* **SOURCE MATERIAL**:
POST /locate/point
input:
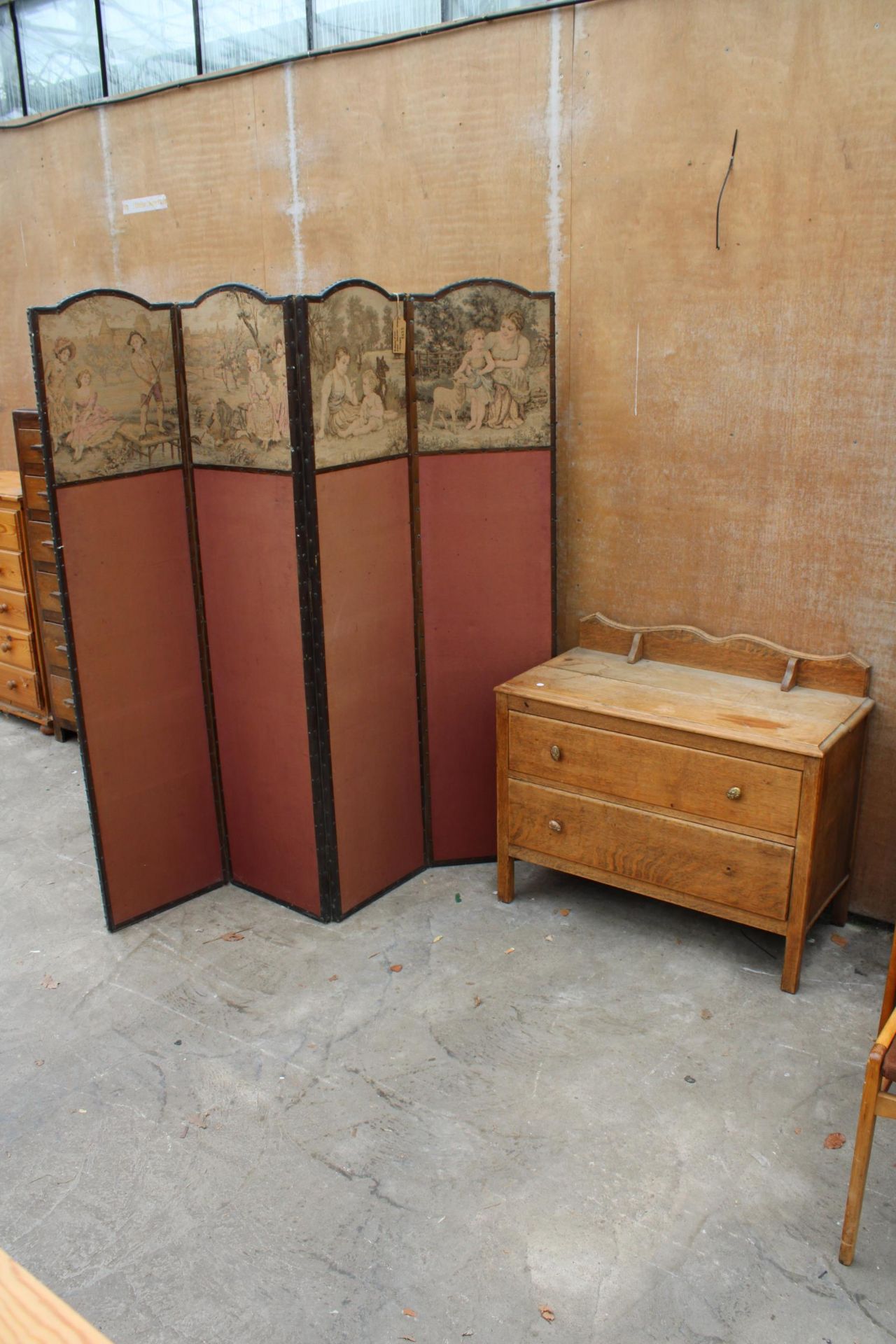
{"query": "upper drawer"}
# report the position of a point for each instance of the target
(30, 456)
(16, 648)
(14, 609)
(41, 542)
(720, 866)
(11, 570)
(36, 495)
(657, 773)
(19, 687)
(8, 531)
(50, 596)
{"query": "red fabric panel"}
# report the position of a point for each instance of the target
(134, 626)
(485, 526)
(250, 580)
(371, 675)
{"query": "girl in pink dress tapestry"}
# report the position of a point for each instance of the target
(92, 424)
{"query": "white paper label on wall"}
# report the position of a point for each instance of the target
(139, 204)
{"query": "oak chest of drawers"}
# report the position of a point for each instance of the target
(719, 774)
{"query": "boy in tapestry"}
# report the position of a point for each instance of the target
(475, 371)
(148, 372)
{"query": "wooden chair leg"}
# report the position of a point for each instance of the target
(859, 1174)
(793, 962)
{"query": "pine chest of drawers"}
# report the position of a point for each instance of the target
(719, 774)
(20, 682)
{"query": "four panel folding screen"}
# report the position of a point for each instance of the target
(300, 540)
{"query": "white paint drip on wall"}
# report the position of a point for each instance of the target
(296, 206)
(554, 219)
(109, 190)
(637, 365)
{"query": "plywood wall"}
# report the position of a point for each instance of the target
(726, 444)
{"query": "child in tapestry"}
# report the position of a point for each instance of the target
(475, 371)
* * *
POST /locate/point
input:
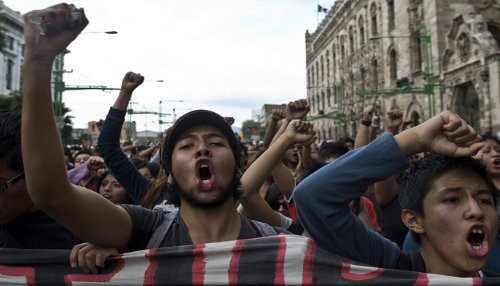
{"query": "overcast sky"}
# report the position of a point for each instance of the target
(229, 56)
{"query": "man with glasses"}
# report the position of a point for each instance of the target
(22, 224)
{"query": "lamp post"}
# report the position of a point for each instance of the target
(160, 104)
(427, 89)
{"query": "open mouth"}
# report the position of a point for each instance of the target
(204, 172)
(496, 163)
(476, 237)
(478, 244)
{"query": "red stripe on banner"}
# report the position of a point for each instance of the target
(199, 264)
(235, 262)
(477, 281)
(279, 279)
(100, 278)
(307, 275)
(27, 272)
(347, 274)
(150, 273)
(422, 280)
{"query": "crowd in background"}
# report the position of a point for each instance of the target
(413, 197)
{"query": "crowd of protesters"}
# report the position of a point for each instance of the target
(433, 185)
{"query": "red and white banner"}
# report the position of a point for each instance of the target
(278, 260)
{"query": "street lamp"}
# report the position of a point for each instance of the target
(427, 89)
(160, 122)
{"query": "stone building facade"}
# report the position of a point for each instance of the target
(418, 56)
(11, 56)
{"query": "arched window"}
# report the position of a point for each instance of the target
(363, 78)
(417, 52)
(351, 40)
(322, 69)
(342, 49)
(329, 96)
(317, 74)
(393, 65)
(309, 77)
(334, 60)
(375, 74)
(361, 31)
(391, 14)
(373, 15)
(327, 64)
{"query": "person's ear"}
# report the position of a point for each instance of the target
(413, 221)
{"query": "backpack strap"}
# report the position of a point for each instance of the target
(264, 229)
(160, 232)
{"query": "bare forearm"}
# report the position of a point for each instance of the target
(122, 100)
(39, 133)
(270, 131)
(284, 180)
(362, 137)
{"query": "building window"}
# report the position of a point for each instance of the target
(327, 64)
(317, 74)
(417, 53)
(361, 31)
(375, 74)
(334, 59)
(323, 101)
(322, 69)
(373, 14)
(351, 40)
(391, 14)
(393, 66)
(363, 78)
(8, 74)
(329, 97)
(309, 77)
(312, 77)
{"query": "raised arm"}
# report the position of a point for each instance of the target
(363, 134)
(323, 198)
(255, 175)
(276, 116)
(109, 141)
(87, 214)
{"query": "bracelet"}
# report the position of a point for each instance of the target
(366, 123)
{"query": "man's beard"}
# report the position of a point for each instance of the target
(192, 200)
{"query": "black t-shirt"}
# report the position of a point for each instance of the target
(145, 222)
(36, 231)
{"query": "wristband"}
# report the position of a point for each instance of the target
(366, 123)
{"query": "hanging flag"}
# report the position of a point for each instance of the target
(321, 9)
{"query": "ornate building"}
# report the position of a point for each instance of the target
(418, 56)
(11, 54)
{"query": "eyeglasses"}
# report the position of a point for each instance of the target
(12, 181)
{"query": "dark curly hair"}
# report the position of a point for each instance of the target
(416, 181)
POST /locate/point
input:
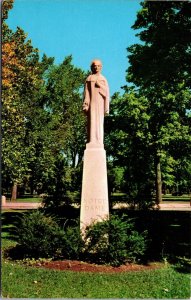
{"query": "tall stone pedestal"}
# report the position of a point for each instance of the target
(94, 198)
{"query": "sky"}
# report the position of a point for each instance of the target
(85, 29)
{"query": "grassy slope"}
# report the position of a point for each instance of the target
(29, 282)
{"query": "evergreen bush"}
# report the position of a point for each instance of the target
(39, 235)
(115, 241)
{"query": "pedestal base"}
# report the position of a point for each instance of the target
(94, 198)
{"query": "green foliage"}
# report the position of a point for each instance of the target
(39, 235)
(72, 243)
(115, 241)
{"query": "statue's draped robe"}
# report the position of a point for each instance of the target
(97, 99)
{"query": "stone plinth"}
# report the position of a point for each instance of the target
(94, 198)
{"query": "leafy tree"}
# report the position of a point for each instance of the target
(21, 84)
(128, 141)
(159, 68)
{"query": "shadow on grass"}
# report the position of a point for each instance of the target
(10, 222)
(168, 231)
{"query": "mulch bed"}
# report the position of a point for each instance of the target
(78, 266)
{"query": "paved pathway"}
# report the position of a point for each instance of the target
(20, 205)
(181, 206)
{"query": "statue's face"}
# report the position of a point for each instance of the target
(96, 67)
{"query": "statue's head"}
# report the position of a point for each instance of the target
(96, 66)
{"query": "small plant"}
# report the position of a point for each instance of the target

* **WHAT IS NEEDED**:
From the listing above, filter out and copy every line that contains the word "wall", treating uppercase and lowercase letters as distinct.

* **EXERCISE OUTPUT**:
{"query": "white paper label on wall"}
{"query": "white paint drip on wall"}
{"query": "plywood wall"}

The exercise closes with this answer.